- _WHAT NEEDS TO BE DONE_
Where a line of the material contains the string "every", copy that line.

-------- DATA TO PROCESS

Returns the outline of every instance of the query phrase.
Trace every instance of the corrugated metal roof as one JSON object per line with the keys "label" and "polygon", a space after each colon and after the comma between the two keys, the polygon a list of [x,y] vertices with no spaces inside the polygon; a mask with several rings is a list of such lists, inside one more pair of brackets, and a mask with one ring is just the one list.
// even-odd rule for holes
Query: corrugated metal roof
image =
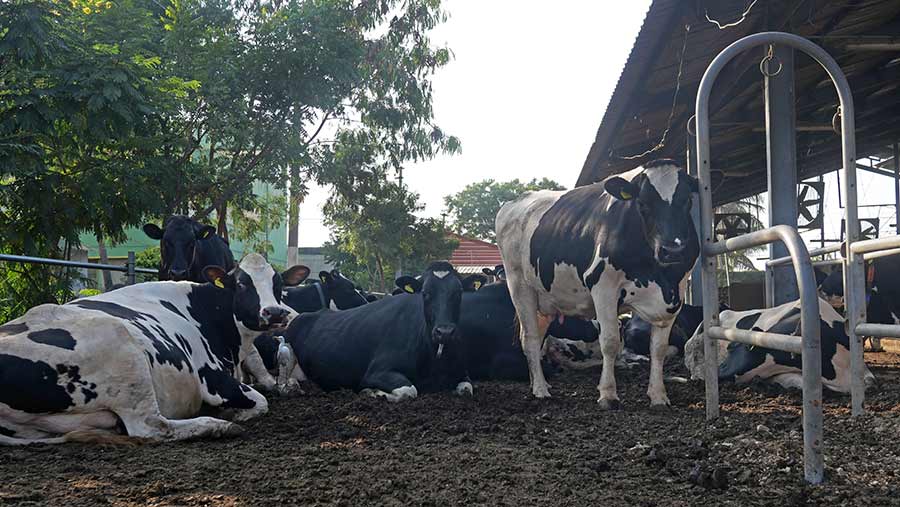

----------------

- _TASK SOLUTION_
Returns the outline of every instance of the query phrase.
Trace every instance of the corrugated metal roof as one JSON object per line with the keys "label" and "polygon", a space after each colon and after the comma between the two keys, the polygon a list of [x,y] vertices with no spaces inside the polygon; a mask with several rings is a list of such lists, inside one more pair of brackets, and a mask with one ring is just the one list.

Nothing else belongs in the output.